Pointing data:

──────

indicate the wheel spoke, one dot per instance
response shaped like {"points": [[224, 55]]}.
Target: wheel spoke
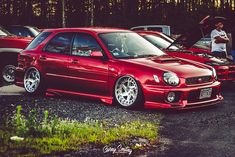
{"points": [[32, 80], [126, 91]]}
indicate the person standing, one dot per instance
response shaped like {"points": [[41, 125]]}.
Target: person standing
{"points": [[219, 40]]}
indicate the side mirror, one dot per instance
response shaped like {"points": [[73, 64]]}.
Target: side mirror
{"points": [[96, 54]]}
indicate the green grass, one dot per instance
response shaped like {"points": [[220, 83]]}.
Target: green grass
{"points": [[53, 134]]}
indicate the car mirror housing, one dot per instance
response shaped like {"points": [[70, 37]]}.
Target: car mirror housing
{"points": [[96, 54]]}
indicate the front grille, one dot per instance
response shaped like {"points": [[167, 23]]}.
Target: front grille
{"points": [[193, 96], [198, 80], [231, 68]]}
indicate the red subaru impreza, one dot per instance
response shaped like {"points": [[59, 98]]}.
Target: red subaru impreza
{"points": [[116, 66]]}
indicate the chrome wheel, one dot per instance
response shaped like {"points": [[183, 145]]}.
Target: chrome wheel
{"points": [[31, 80], [126, 91], [8, 73]]}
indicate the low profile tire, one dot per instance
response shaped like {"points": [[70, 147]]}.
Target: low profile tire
{"points": [[8, 73], [33, 83], [127, 93]]}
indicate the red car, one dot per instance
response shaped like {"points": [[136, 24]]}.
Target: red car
{"points": [[225, 68], [10, 46], [116, 66]]}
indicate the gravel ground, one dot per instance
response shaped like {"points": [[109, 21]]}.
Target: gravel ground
{"points": [[198, 133]]}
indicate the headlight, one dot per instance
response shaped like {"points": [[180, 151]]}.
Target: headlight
{"points": [[156, 78], [171, 78], [214, 73]]}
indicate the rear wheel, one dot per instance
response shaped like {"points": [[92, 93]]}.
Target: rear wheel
{"points": [[127, 92], [33, 83]]}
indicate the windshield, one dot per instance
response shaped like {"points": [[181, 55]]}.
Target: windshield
{"points": [[129, 45], [34, 30], [160, 42], [3, 32]]}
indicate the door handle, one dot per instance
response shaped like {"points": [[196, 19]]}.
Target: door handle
{"points": [[75, 61], [42, 58]]}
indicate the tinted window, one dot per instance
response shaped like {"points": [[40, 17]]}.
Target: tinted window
{"points": [[61, 43], [159, 42], [42, 36], [20, 31], [129, 45], [84, 44]]}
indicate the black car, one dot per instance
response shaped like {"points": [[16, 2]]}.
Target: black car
{"points": [[25, 31]]}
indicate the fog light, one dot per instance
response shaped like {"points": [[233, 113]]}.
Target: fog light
{"points": [[171, 96]]}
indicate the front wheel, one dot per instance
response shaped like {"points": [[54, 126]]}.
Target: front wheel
{"points": [[33, 82], [127, 92], [8, 73]]}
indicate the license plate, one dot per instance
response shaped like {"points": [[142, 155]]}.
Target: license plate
{"points": [[205, 93]]}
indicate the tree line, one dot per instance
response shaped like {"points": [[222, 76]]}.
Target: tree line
{"points": [[180, 14]]}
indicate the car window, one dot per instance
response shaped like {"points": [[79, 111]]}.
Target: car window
{"points": [[160, 42], [61, 43], [155, 29], [20, 31], [84, 44], [38, 40], [125, 45]]}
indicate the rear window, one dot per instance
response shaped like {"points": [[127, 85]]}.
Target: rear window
{"points": [[38, 40]]}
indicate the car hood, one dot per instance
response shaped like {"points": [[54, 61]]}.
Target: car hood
{"points": [[183, 68], [14, 42], [189, 38], [26, 39]]}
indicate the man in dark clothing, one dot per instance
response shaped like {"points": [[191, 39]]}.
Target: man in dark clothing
{"points": [[233, 43], [219, 39]]}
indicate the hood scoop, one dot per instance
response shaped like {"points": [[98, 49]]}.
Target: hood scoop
{"points": [[166, 60]]}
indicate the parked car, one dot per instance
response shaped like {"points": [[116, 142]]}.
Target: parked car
{"points": [[10, 46], [24, 31], [116, 66], [159, 28], [225, 68]]}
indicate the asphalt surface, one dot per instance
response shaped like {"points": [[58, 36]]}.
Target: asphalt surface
{"points": [[201, 132]]}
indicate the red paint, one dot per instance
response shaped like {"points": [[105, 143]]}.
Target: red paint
{"points": [[96, 77]]}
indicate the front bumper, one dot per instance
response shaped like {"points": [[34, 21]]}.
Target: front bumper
{"points": [[225, 73], [188, 97]]}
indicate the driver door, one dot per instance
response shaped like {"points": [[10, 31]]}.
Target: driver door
{"points": [[88, 74]]}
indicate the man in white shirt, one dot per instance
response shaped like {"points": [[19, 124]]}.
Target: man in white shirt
{"points": [[219, 40]]}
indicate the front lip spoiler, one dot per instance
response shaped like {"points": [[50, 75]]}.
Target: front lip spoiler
{"points": [[200, 104]]}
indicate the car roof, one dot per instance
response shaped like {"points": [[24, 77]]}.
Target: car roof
{"points": [[143, 32], [89, 29], [149, 26]]}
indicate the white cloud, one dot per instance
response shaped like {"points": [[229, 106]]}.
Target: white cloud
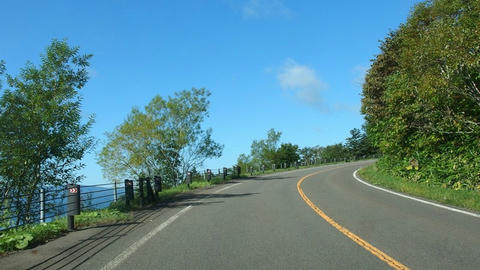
{"points": [[302, 81], [265, 8]]}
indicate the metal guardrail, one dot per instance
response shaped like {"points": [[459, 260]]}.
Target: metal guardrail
{"points": [[54, 202]]}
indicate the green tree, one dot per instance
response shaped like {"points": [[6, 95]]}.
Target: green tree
{"points": [[42, 139], [287, 153], [358, 145], [422, 105], [335, 152], [262, 152], [165, 139]]}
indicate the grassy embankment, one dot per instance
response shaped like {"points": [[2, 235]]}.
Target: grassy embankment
{"points": [[468, 199]]}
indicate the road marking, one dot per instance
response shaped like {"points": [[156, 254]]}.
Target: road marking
{"points": [[135, 246], [415, 199], [375, 251]]}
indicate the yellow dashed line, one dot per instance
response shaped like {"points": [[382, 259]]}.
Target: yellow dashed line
{"points": [[375, 251]]}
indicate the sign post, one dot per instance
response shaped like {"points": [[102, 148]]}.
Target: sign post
{"points": [[73, 205]]}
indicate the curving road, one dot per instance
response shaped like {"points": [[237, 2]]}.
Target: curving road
{"points": [[265, 223]]}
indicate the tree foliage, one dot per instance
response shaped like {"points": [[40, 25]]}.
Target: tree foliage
{"points": [[421, 95], [42, 139], [164, 139]]}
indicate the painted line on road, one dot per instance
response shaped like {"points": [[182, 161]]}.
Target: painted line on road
{"points": [[135, 246], [415, 199], [370, 248]]}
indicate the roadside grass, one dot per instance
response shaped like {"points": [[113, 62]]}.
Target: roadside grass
{"points": [[468, 199], [29, 236]]}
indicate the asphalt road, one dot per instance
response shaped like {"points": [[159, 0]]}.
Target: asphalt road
{"points": [[264, 223]]}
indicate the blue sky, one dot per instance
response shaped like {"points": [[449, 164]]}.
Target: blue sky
{"points": [[296, 66]]}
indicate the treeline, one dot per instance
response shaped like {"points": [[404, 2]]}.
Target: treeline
{"points": [[421, 96], [268, 152], [43, 138]]}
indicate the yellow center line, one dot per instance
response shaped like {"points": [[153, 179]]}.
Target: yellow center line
{"points": [[375, 251]]}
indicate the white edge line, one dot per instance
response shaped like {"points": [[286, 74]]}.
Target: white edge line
{"points": [[135, 246], [415, 199]]}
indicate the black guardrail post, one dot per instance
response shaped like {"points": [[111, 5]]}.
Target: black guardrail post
{"points": [[209, 175], [189, 178], [128, 192], [149, 190], [158, 184], [73, 202], [42, 205]]}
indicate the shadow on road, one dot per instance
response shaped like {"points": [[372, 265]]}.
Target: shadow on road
{"points": [[78, 250]]}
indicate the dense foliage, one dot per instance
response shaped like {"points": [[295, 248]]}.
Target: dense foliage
{"points": [[166, 139], [266, 152], [421, 96], [42, 137]]}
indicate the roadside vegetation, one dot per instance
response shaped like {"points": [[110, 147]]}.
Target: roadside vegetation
{"points": [[31, 235], [269, 153], [421, 98], [468, 199]]}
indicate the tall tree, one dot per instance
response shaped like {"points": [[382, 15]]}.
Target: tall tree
{"points": [[287, 153], [42, 138], [262, 152], [428, 108]]}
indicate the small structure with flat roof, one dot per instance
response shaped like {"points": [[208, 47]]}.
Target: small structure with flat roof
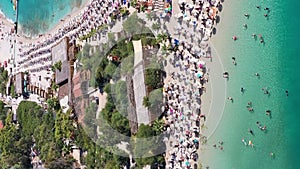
{"points": [[19, 83]]}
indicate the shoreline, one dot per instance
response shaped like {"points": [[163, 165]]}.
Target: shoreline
{"points": [[65, 20]]}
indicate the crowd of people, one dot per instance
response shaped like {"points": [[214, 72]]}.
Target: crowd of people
{"points": [[182, 92], [93, 16]]}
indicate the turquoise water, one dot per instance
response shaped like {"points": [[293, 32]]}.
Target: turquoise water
{"points": [[277, 63], [38, 16]]}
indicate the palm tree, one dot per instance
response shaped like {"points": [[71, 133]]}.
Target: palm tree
{"points": [[146, 102], [158, 125]]}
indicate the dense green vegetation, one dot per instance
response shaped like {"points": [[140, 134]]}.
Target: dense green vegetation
{"points": [[3, 80], [114, 115], [3, 112], [50, 131]]}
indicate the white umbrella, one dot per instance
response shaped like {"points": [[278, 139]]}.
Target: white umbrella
{"points": [[187, 18]]}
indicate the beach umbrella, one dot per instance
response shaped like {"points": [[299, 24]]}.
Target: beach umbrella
{"points": [[187, 18], [199, 74], [179, 15], [181, 1]]}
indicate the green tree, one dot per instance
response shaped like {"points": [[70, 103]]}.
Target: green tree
{"points": [[158, 126], [146, 102]]}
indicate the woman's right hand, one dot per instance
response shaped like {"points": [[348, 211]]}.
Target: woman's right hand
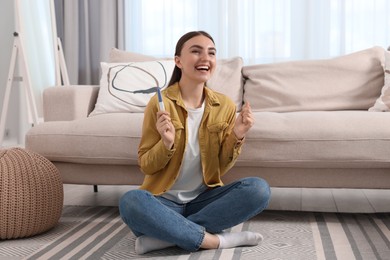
{"points": [[165, 128]]}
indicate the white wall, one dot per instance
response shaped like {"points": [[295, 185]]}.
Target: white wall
{"points": [[7, 26]]}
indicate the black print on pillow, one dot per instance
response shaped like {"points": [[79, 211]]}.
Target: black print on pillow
{"points": [[135, 83]]}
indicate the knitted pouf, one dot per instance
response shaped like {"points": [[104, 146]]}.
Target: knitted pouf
{"points": [[31, 194]]}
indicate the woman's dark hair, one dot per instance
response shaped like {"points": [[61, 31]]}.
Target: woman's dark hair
{"points": [[176, 75]]}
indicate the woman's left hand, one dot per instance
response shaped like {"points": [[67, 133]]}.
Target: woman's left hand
{"points": [[244, 121]]}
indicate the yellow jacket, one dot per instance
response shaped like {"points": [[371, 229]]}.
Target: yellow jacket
{"points": [[219, 146]]}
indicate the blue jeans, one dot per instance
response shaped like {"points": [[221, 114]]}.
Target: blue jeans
{"points": [[184, 225]]}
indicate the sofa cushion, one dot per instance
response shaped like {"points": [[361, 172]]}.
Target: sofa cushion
{"points": [[323, 139], [352, 81], [382, 104], [128, 87], [101, 139], [227, 78]]}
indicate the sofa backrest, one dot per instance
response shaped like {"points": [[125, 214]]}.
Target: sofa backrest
{"points": [[227, 78], [349, 82]]}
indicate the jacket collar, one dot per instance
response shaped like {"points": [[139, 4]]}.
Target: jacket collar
{"points": [[173, 93]]}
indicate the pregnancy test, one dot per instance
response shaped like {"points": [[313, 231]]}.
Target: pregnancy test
{"points": [[160, 102]]}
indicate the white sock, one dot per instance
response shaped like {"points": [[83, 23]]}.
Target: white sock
{"points": [[245, 238], [144, 244]]}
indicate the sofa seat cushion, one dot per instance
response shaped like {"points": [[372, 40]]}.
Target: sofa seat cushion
{"points": [[323, 139], [102, 139]]}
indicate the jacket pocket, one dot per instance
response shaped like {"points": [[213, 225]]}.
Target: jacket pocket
{"points": [[178, 129], [217, 131]]}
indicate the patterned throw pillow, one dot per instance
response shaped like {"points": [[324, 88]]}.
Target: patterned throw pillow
{"points": [[128, 87]]}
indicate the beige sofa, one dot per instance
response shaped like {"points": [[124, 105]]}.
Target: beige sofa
{"points": [[313, 127]]}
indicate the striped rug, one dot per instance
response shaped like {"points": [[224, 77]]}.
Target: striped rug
{"points": [[98, 233]]}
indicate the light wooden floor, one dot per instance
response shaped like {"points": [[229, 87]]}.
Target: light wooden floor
{"points": [[325, 200]]}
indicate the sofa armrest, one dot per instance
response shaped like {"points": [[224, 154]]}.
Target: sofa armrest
{"points": [[66, 103]]}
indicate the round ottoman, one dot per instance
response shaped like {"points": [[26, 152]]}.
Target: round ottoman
{"points": [[31, 193]]}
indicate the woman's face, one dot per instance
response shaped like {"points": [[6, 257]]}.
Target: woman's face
{"points": [[197, 59]]}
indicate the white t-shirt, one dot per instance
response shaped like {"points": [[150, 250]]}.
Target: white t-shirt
{"points": [[190, 181]]}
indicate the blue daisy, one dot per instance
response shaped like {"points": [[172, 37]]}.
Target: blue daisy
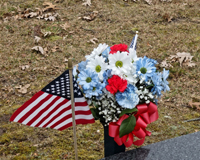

──────

> _TASK GOAL_:
Identify and copy each line of the data above that contains the word "spoke". Case counts.

> _SOLVED PROBLEM_:
indicate the wheel spoke, one dot per instance
Target: wheel spoke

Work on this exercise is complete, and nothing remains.